CHALLENGE: In the records below, edit everything from the line containing "the white blossom" down to the line containing "xmin=255 ymin=35 xmax=272 ymax=131" so that "brick tower" becomes "stone tower" and nothing else changes. Return only those lines.

SUPPLIED DATA:
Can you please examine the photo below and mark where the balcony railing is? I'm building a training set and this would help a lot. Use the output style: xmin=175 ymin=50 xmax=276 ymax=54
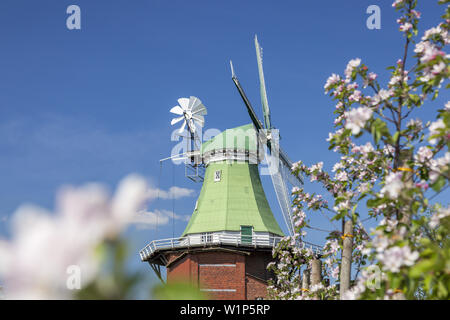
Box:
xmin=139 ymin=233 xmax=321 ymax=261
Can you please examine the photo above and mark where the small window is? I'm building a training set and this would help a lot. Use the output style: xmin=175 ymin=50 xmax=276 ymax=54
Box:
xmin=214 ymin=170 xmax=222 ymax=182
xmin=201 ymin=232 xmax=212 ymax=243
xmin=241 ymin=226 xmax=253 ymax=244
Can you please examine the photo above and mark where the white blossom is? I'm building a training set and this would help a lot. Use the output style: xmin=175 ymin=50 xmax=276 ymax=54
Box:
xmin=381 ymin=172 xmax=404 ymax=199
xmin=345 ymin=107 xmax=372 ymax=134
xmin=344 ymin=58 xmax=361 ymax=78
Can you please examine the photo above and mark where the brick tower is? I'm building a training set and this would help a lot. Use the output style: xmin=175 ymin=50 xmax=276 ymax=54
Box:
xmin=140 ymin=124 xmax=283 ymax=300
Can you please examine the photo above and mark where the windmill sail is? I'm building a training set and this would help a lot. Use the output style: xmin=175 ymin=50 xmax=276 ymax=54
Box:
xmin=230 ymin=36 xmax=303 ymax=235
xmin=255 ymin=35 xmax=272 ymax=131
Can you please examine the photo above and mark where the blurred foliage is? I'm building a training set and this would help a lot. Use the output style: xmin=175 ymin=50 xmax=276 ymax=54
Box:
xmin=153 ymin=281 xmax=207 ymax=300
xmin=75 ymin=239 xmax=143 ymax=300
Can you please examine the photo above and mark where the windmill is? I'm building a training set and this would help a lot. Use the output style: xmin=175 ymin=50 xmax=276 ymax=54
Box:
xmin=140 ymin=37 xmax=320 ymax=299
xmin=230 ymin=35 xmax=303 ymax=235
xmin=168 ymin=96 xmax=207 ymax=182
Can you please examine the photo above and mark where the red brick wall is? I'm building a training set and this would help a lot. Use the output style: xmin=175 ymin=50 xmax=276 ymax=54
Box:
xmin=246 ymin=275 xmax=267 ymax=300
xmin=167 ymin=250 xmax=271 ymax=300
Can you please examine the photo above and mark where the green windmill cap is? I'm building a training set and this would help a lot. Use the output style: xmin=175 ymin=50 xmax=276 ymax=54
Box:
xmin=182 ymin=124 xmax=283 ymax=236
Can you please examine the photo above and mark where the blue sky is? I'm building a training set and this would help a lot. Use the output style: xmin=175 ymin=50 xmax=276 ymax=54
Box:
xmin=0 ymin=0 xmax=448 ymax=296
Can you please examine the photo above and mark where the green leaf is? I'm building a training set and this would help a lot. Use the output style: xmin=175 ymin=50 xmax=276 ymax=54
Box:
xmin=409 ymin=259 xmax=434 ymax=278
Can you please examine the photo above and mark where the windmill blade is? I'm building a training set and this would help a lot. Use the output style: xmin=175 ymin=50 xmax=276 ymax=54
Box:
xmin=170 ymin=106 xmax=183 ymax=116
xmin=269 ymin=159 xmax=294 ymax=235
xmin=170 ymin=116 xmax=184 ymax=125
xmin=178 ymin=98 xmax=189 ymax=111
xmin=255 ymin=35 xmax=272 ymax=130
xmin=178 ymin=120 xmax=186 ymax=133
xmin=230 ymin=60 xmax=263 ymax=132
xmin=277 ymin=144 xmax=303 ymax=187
==
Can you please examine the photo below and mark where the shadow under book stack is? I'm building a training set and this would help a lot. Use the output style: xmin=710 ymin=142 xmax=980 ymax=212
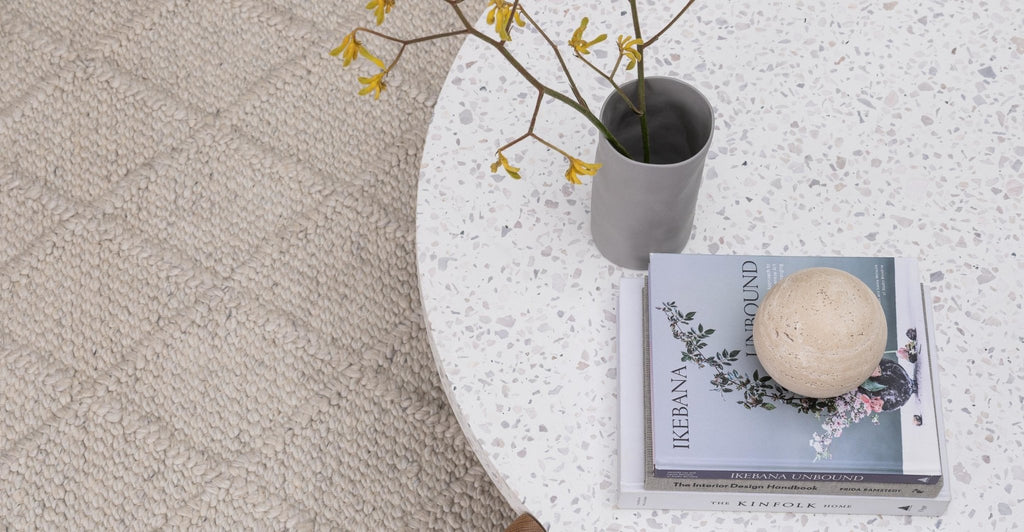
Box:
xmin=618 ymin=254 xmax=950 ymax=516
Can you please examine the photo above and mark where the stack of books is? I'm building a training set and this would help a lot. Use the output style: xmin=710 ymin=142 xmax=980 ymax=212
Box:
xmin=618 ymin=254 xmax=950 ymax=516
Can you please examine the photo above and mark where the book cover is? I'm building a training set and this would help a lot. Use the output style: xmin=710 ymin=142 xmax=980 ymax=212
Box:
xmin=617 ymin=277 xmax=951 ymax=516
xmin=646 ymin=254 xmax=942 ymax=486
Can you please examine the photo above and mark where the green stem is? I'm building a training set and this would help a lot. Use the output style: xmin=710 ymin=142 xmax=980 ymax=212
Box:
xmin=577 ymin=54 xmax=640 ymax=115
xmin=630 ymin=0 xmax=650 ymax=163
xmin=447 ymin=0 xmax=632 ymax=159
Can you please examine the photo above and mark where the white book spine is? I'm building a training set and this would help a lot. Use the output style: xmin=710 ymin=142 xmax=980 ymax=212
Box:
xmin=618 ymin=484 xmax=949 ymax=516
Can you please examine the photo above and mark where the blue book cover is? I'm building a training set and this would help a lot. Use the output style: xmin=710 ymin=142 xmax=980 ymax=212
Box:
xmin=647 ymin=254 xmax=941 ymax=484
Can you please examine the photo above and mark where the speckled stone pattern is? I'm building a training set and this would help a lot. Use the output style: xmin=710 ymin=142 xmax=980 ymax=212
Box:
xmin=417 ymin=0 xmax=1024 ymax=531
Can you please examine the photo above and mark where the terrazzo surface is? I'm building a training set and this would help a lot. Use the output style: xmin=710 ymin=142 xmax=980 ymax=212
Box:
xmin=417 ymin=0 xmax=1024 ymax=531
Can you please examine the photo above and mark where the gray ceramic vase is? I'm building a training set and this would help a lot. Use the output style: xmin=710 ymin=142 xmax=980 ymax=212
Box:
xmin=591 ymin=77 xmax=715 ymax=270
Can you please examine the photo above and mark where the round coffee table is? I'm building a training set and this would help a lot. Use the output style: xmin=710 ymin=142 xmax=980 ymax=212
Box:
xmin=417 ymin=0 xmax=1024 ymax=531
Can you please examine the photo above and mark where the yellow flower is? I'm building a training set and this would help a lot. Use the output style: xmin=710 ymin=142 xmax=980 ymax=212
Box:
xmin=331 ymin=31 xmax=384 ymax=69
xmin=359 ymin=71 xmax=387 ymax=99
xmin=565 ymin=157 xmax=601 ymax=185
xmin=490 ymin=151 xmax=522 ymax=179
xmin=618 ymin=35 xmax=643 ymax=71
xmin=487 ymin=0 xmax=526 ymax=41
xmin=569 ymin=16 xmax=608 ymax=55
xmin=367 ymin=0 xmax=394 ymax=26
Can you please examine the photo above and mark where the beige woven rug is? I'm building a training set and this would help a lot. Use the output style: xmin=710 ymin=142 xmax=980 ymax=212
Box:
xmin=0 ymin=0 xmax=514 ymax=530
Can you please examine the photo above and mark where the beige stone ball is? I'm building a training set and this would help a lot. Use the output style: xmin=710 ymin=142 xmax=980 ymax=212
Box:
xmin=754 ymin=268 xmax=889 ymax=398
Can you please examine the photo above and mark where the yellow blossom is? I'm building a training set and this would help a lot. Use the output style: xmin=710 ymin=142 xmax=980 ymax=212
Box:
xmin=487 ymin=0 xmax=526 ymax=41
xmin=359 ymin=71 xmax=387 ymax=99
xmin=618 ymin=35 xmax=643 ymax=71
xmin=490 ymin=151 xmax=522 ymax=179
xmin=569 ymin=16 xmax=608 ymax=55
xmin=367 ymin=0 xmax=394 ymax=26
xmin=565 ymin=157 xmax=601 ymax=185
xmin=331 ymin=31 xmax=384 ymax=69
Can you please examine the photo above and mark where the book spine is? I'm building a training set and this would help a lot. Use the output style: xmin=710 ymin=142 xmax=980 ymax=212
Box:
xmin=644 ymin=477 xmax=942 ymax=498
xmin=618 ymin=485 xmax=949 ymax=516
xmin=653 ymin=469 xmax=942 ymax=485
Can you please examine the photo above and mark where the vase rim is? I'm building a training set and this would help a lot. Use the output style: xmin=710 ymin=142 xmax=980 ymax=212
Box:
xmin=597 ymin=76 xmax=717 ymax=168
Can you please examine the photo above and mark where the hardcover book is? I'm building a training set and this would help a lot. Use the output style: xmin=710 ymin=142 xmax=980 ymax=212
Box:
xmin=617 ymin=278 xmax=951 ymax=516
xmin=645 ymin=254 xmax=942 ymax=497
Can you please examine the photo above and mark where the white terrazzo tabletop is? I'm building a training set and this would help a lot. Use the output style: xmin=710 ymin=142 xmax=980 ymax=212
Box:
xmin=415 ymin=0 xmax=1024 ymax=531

WRITTEN REPLY:
Can you please examine the photo above and mark where the white blossom is? I'm building a training set and this would help a lot. Use the output style: xmin=175 ymin=50 xmax=276 ymax=54
Box:
xmin=381 ymin=172 xmax=404 ymax=199
xmin=345 ymin=107 xmax=372 ymax=134
xmin=344 ymin=58 xmax=361 ymax=78
Can you please examine the photo above and mark where the stone tower is? I'm building a training set and this would help a lot. Use the output style: xmin=175 ymin=50 xmax=276 ymax=54
Box:
xmin=140 ymin=124 xmax=283 ymax=300
Can you please examine the photo above and mark where the windmill sail is? I'm building a training set and this would help a lot. Use the output style: xmin=175 ymin=50 xmax=276 ymax=54
Box:
xmin=230 ymin=36 xmax=303 ymax=235
xmin=255 ymin=35 xmax=272 ymax=131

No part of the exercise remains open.